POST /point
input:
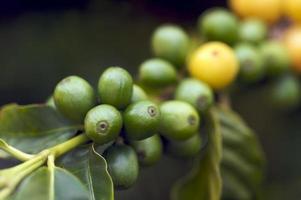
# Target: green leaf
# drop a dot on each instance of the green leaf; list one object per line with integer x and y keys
{"x": 243, "y": 160}
{"x": 45, "y": 184}
{"x": 91, "y": 168}
{"x": 33, "y": 128}
{"x": 204, "y": 181}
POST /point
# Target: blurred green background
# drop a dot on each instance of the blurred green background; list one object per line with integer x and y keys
{"x": 43, "y": 41}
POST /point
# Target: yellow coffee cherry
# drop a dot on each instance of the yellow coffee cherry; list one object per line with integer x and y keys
{"x": 292, "y": 9}
{"x": 292, "y": 41}
{"x": 267, "y": 10}
{"x": 214, "y": 63}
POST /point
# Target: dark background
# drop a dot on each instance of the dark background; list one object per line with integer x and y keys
{"x": 43, "y": 41}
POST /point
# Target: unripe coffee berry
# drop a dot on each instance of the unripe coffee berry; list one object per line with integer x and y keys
{"x": 74, "y": 97}
{"x": 141, "y": 120}
{"x": 275, "y": 58}
{"x": 196, "y": 93}
{"x": 219, "y": 24}
{"x": 122, "y": 165}
{"x": 115, "y": 87}
{"x": 103, "y": 123}
{"x": 178, "y": 121}
{"x": 157, "y": 73}
{"x": 286, "y": 93}
{"x": 149, "y": 150}
{"x": 138, "y": 94}
{"x": 170, "y": 42}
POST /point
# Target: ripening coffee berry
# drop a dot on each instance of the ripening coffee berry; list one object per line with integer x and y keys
{"x": 122, "y": 165}
{"x": 196, "y": 93}
{"x": 74, "y": 97}
{"x": 275, "y": 58}
{"x": 115, "y": 87}
{"x": 149, "y": 150}
{"x": 138, "y": 94}
{"x": 186, "y": 148}
{"x": 170, "y": 42}
{"x": 141, "y": 120}
{"x": 252, "y": 31}
{"x": 251, "y": 63}
{"x": 103, "y": 123}
{"x": 157, "y": 73}
{"x": 178, "y": 121}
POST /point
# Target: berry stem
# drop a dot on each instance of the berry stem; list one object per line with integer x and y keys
{"x": 64, "y": 147}
{"x": 10, "y": 178}
{"x": 15, "y": 152}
☆ ☆ ☆
» BRIEF: Rescale the entries above by writing out every line again, requests included, with each x and y coordinate in the answers multiplied by 0.6 and rounded to a whole number, halves going up. Leave the pictures out of your answer.

» REPLY:
POST /point
input:
# Target: green leaf
# drop a dot on each instance of the green leaf; list one object per line with integer x and y keys
{"x": 146, "y": 96}
{"x": 27, "y": 110}
{"x": 55, "y": 101}
{"x": 20, "y": 77}
{"x": 122, "y": 109}
POST /point
# Target: blurred green background
# drop a dot on each instance of the blurred green background; list one object per line with integer x and y keys
{"x": 26, "y": 25}
POST /point
# Target: yellow coffee cherry
# drop a dot on each instance of the yellow coffee cherry; list one object per line with integer x and y keys
{"x": 175, "y": 5}
{"x": 175, "y": 25}
{"x": 160, "y": 6}
{"x": 128, "y": 38}
POST /point
# Target: dark background
# drop a dot on each instance of the dark background; list one object per line with integer x and y keys
{"x": 26, "y": 25}
POST /point
# Target: unripe coffee berry
# drop a dot on each instance of the unripe coffee berry; list one object per line with integer x and y keys
{"x": 44, "y": 58}
{"x": 85, "y": 72}
{"x": 165, "y": 35}
{"x": 118, "y": 56}
{"x": 131, "y": 14}
{"x": 73, "y": 99}
{"x": 69, "y": 52}
{"x": 62, "y": 74}
{"x": 107, "y": 73}
{"x": 94, "y": 44}
{"x": 172, "y": 56}
{"x": 89, "y": 90}
{"x": 83, "y": 56}
{"x": 102, "y": 25}
POST /point
# Target: ripening coffee berry
# drop a dot on each instance of the ripening coffee berry; list one object per line with integer x and y keys
{"x": 73, "y": 99}
{"x": 118, "y": 56}
{"x": 44, "y": 58}
{"x": 165, "y": 35}
{"x": 69, "y": 52}
{"x": 89, "y": 90}
{"x": 83, "y": 56}
{"x": 112, "y": 89}
{"x": 102, "y": 25}
{"x": 85, "y": 72}
{"x": 151, "y": 19}
{"x": 151, "y": 38}
{"x": 62, "y": 74}
{"x": 94, "y": 44}
{"x": 107, "y": 73}
POST /point
# Target: berry stem
# drop a dot on each instance of the berry stem; list one object per line with integer x and y keys
{"x": 38, "y": 88}
{"x": 6, "y": 107}
{"x": 9, "y": 91}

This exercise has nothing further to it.